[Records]
════

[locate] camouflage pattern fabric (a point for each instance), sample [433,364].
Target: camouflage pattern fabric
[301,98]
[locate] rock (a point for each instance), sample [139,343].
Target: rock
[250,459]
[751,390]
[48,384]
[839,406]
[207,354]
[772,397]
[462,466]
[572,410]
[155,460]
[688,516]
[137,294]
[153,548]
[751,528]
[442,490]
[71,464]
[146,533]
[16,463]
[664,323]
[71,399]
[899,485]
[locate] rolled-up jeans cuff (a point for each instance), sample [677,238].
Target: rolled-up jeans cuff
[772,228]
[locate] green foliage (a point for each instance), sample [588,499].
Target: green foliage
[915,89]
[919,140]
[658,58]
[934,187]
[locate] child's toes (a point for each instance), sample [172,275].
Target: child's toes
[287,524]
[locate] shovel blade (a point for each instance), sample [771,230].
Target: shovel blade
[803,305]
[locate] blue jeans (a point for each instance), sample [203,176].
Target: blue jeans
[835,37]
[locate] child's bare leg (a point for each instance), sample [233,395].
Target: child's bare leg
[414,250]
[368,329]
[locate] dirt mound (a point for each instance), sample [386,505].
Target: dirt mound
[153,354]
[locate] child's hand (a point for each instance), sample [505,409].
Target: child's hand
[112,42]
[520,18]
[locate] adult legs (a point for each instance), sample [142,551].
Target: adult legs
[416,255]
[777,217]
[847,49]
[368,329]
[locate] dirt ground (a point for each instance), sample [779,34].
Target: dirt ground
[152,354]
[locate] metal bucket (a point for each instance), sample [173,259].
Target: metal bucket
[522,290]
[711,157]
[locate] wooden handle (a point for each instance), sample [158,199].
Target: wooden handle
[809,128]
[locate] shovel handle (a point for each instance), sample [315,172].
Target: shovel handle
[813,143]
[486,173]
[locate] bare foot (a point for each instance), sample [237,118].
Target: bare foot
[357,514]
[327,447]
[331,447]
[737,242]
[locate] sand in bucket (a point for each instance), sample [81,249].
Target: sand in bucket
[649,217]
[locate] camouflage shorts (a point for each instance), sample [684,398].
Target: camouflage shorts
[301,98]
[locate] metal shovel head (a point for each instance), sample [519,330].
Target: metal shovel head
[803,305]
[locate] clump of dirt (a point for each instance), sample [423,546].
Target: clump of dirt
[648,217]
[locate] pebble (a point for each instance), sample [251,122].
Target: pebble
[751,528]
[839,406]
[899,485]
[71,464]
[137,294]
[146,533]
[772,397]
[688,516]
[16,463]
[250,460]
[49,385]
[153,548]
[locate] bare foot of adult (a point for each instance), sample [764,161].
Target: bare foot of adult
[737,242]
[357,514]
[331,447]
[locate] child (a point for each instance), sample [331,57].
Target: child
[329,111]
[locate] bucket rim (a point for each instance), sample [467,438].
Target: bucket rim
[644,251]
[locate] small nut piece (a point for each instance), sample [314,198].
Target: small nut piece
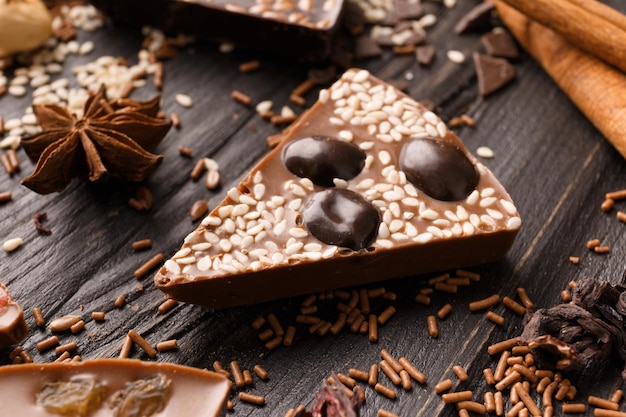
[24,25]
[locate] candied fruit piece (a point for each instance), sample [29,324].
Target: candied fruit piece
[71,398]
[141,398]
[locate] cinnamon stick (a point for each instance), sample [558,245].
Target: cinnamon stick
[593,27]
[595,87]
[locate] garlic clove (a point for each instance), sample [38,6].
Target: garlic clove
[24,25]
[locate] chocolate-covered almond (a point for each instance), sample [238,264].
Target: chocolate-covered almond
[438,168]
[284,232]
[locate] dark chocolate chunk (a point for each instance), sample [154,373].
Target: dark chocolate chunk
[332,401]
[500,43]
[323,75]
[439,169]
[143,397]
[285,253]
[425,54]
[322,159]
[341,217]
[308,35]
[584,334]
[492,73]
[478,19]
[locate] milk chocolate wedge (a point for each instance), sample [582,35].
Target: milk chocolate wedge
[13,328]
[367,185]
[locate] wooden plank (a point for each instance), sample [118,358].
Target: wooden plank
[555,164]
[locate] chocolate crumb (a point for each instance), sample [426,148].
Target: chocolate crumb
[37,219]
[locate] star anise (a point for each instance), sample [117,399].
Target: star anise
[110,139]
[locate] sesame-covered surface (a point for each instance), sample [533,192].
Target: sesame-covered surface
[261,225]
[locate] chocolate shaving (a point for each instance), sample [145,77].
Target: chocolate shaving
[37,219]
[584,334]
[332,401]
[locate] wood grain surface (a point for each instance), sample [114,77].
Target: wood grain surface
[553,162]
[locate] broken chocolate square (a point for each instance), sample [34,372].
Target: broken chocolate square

════

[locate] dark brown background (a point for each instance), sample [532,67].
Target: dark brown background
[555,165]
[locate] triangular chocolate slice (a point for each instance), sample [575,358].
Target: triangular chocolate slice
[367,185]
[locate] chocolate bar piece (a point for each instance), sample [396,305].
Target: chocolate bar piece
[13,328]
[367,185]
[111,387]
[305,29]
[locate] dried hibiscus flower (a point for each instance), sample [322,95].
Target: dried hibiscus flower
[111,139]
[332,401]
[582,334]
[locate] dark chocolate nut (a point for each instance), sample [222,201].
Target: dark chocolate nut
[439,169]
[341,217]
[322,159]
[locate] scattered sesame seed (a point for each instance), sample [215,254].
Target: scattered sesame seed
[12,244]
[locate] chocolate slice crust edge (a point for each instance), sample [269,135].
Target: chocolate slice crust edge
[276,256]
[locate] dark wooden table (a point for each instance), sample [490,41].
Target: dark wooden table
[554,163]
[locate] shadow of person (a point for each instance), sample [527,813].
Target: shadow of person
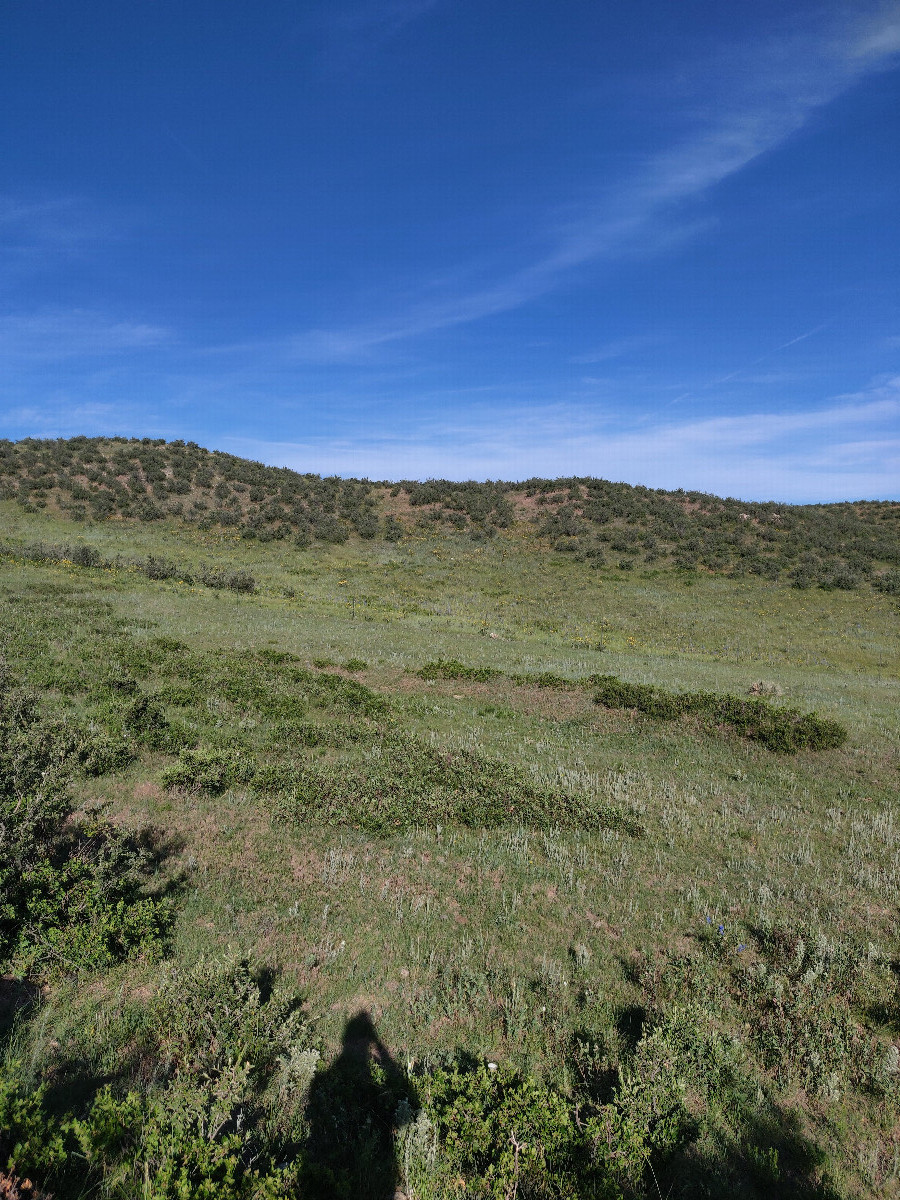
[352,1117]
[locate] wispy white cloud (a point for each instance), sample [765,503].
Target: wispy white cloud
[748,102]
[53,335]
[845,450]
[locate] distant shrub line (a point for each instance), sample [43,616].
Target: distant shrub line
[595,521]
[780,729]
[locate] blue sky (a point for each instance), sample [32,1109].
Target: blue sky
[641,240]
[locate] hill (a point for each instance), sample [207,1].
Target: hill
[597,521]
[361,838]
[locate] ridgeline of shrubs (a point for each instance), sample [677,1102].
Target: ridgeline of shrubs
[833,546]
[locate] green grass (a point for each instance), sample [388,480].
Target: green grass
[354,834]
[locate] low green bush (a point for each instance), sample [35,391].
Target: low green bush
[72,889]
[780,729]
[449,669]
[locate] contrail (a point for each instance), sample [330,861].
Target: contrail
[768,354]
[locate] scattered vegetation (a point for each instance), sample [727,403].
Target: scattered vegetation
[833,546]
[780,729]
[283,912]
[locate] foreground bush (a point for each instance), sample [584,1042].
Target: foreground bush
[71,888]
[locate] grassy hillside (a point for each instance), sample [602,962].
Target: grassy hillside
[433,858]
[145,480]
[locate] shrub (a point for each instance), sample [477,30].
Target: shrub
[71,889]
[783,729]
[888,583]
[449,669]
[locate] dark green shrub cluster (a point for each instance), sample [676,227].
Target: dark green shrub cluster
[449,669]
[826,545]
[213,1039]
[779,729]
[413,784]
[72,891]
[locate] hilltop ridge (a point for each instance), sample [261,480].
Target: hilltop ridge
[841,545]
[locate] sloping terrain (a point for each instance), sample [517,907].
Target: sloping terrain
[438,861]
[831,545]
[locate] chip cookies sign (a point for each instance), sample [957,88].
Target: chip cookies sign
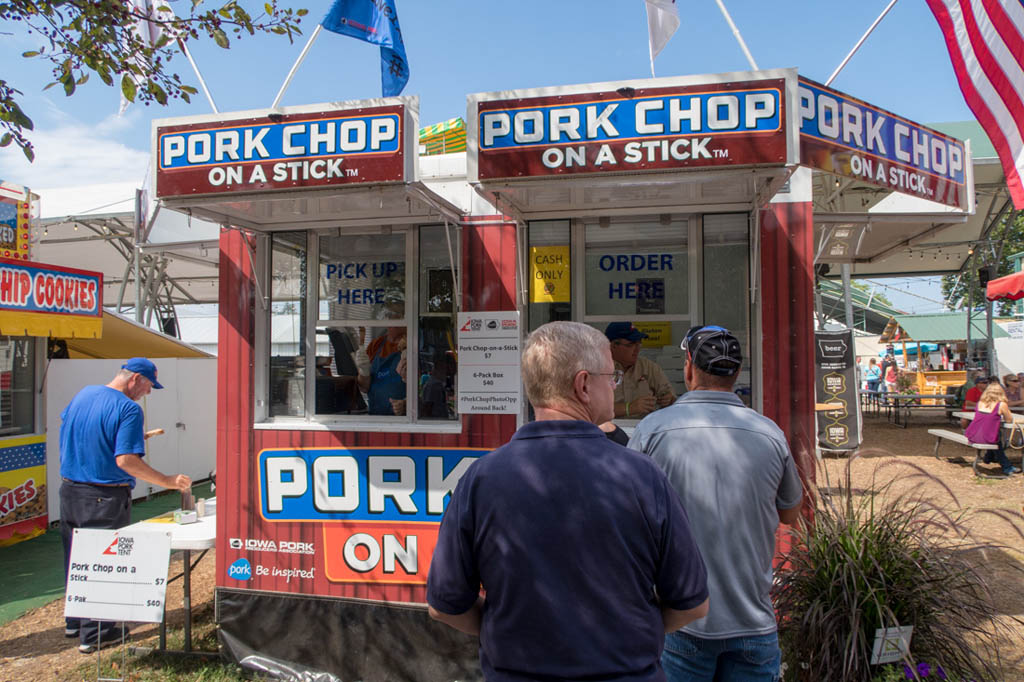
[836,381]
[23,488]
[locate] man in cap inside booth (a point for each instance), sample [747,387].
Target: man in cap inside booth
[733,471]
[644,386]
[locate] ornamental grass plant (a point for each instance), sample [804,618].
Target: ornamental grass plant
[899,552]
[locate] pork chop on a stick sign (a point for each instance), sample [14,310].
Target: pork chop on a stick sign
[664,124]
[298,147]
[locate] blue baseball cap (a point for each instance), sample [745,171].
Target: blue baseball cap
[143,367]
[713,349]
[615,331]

════

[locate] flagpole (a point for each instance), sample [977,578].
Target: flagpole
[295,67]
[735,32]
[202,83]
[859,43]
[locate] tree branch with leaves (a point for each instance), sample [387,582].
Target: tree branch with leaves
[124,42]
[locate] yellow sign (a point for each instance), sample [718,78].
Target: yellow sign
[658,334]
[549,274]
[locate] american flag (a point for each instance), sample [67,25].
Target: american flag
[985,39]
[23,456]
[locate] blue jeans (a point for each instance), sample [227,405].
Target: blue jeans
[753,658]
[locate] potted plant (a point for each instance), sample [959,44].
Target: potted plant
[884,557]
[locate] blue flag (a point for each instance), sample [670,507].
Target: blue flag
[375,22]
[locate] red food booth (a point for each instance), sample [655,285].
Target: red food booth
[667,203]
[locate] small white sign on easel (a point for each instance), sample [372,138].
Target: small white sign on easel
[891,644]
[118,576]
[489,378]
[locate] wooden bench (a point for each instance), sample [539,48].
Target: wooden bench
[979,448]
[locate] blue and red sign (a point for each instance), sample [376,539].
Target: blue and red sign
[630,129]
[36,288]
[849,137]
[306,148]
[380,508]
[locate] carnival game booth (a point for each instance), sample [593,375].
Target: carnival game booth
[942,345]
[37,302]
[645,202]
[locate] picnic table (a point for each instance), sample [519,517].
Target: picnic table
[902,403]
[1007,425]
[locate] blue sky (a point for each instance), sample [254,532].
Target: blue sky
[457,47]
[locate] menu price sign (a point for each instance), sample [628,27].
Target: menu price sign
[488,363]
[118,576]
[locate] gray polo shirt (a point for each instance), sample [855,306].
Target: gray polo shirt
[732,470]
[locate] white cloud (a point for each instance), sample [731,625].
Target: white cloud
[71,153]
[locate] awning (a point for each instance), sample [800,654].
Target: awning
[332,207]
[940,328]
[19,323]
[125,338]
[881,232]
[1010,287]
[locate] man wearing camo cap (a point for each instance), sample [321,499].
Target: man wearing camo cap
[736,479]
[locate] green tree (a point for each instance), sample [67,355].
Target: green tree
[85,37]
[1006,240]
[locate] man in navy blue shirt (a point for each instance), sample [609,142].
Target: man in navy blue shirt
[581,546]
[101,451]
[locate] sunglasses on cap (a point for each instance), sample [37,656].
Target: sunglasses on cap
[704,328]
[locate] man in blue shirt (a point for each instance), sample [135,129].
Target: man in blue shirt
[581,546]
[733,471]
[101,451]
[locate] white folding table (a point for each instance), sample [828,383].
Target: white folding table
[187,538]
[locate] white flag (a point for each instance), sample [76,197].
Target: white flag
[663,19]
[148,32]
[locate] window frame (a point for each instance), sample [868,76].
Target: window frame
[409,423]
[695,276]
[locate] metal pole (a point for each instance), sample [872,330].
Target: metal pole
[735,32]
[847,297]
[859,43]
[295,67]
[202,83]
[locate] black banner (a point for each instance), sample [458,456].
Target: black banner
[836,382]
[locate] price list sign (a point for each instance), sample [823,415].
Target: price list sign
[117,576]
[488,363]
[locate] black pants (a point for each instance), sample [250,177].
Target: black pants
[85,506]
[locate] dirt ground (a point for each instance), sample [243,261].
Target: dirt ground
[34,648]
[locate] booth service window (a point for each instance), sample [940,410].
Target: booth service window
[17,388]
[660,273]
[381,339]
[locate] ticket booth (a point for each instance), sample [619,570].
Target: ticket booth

════

• [GIVEN PROBLEM] Rewrite the records as a JSON list of strings with one string per line, omitting blank lines. Include only the lines from the one containing "[locate] man wearing" through the one containing "Target: ticket booth", counting both of those lines.

• [TASK OUTPUT]
[
  "[locate] man wearing camo cap (a point for each instance), sample [321,499].",
  "Target: man wearing camo cap",
  "[736,479]",
  "[locate] green tree (a point for each instance), sample [67,355].",
  "Target: green tree",
  "[85,37]",
  "[1006,240]",
  "[locate] man in navy blue shirt (a point for each instance), sample [609,142].",
  "Target: man in navy blue shirt",
  "[581,546]",
  "[101,451]",
  "[locate] sunglasses on cap (a point for each instance), sample [37,656].",
  "Target: sunglasses on cap",
  "[704,328]",
  "[locate] man in blue shirt (a point for each instance), sample [135,129].",
  "Target: man in blue shirt",
  "[581,546]",
  "[733,471]",
  "[101,451]",
  "[locate] white folding table (a point for each instance), sample [828,383].",
  "Target: white folding table",
  "[187,538]",
  "[locate] white flag (a point for each instance), sample [76,197].",
  "Target: white flag",
  "[663,19]",
  "[148,32]",
  "[locate] window frame (a point for each instance), sample [868,76].",
  "Target: window frame",
  "[409,423]",
  "[695,276]",
  "[locate] metal pole (a point for each instance), sample [872,330].",
  "Target: metal pole",
  "[735,32]",
  "[847,297]",
  "[859,43]",
  "[295,67]",
  "[202,83]",
  "[locate] black banner (a point for each instance), sample [458,456].",
  "Target: black banner",
  "[836,382]",
  "[locate] price list sign (a point for each instance), sample [823,415].",
  "Target: price list sign",
  "[117,576]",
  "[488,363]",
  "[locate] black pants (a point for each instance), sample [250,177].",
  "Target: black pants",
  "[85,506]",
  "[locate] dirt ground (a point for each instance), sample [243,261].",
  "Target: dirt ground",
  "[34,648]",
  "[locate] booth service window (a point for each instance), sample [940,410].",
  "Target: booth service window",
  "[17,388]",
  "[660,273]",
  "[381,339]",
  "[locate] ticket booth (a point for each instance), sample [619,570].",
  "Target: ticket booth"
]